(Stored items from a collection)
== == ==
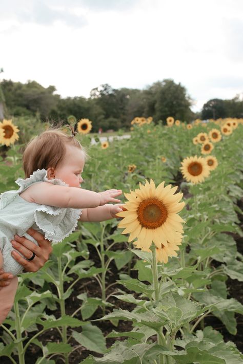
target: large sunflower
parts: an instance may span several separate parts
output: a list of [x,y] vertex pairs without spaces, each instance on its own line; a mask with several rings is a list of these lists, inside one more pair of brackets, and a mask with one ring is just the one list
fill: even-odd
[[209,133],[209,136],[213,143],[217,143],[221,140],[222,136],[217,129],[212,129]]
[[224,135],[230,135],[232,134],[232,128],[225,124],[221,126],[221,133]]
[[166,119],[166,122],[167,123],[168,126],[172,126],[172,125],[174,124],[174,121],[175,119],[173,117],[172,117],[172,116],[168,116],[168,117]]
[[205,160],[210,170],[215,169],[218,164],[217,158],[214,156],[208,156],[205,158]]
[[4,119],[2,122],[0,122],[0,129],[2,132],[0,134],[0,143],[7,146],[10,144],[14,144],[18,139],[18,132],[19,130],[17,126],[12,123],[12,120]]
[[117,216],[124,218],[118,227],[125,230],[121,233],[130,233],[128,242],[136,238],[138,248],[148,251],[153,242],[157,248],[158,260],[167,263],[168,256],[177,255],[175,250],[180,244],[178,234],[183,232],[181,223],[185,221],[177,215],[184,207],[179,202],[183,194],[175,194],[176,186],[164,187],[164,182],[157,188],[152,180],[140,183],[139,188],[125,194],[128,200],[124,206],[125,211]]
[[197,135],[197,138],[198,140],[198,143],[202,144],[207,141],[209,139],[209,137],[207,133],[199,133]]
[[181,173],[188,182],[196,184],[209,176],[209,168],[202,157],[187,157],[181,162]]
[[77,124],[77,130],[81,134],[87,134],[92,129],[92,122],[88,119],[80,119]]
[[206,141],[201,146],[201,153],[202,154],[210,154],[214,147],[213,144],[211,142]]

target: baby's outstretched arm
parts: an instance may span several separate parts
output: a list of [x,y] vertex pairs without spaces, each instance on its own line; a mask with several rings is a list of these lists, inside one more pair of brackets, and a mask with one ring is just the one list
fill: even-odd
[[[120,189],[109,189],[96,192],[75,187],[53,185],[48,182],[35,183],[27,190],[29,192],[28,201],[30,202],[72,208],[97,207],[109,202],[120,202],[115,198],[122,194]],[[24,195],[22,197],[25,198]]]
[[80,217],[80,221],[98,222],[116,217],[118,212],[123,211],[122,204],[106,204],[94,208],[84,208]]

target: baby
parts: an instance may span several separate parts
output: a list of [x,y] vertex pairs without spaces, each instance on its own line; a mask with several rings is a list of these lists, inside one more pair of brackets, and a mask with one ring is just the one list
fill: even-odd
[[[0,200],[0,269],[16,276],[23,267],[11,256],[15,234],[37,244],[26,232],[32,227],[46,239],[60,242],[78,221],[104,221],[122,211],[115,198],[120,189],[96,192],[80,188],[86,154],[75,138],[60,129],[50,129],[27,145],[23,155],[25,179],[16,181],[17,190],[2,194]],[[31,259],[34,259],[33,253]],[[17,287],[14,276],[0,291],[0,325],[11,310]]]

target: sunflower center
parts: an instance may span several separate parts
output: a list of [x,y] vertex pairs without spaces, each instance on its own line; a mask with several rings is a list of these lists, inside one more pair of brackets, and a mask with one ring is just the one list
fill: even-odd
[[140,203],[137,210],[137,220],[143,227],[156,229],[166,221],[167,209],[157,199],[150,198]]
[[7,139],[10,139],[13,134],[13,129],[10,125],[5,125],[3,128],[4,130],[4,137]]
[[192,176],[199,176],[202,171],[201,164],[197,162],[193,162],[188,166],[188,172]]
[[81,125],[81,129],[82,130],[86,130],[86,129],[88,129],[88,124],[86,124],[86,123],[84,123],[84,124],[82,124]]

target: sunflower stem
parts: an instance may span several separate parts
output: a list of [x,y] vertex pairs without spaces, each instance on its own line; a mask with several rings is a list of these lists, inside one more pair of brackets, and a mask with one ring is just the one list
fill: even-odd
[[158,268],[156,260],[156,248],[154,244],[151,246],[150,249],[152,250],[151,268],[153,275],[153,286],[154,289],[154,304],[155,306],[157,306],[159,299],[159,293],[158,289]]
[[[156,247],[153,243],[151,246],[150,249],[152,250],[151,268],[153,275],[153,286],[154,289],[154,304],[155,306],[157,306],[159,301],[159,286],[158,279],[158,268],[156,259]],[[158,333],[157,334],[157,342],[159,345],[163,345],[165,343],[163,339],[162,329],[160,330],[161,332]],[[165,358],[163,354],[160,354],[158,364],[165,364]]]

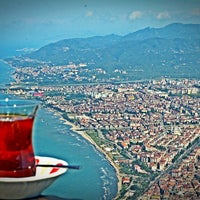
== == ==
**Task to carry out:** Rewrite the records as a Markdown table, from the line containing "target: sunflower stem" through the end of the records, using the columns Row and Line. Row holds a row number and Line holds the line. Omit blank lines, and leave the pictures out of the answer.

**Reply:**
| Row | Line |
|---|---|
| 1 | target: sunflower stem |
| 2 | parts: an instance may span several separate parts |
| 3 | output: a list of [x,y] vertex pairs without spaces, each instance on its own line; a mask with several rings is a list of these lists, inside one more pair of brackets, and a mask with one ring is just the one list |
| 4 | fill: even-odd |
| 5 | [[158,268],[156,260],[156,248],[154,244],[151,246],[150,249],[152,250],[151,268],[153,275],[153,286],[154,289],[154,304],[155,306],[157,306],[159,299],[159,293],[158,289]] |
| 6 | [[[156,247],[153,243],[151,246],[150,249],[152,250],[151,268],[153,275],[153,286],[154,289],[154,304],[155,306],[157,306],[159,301],[159,286],[158,279],[158,268],[156,259]],[[158,333],[157,334],[157,342],[159,345],[163,345],[165,343],[163,339],[162,329],[160,330],[161,332]],[[165,358],[163,354],[160,354],[158,364],[165,364]]] |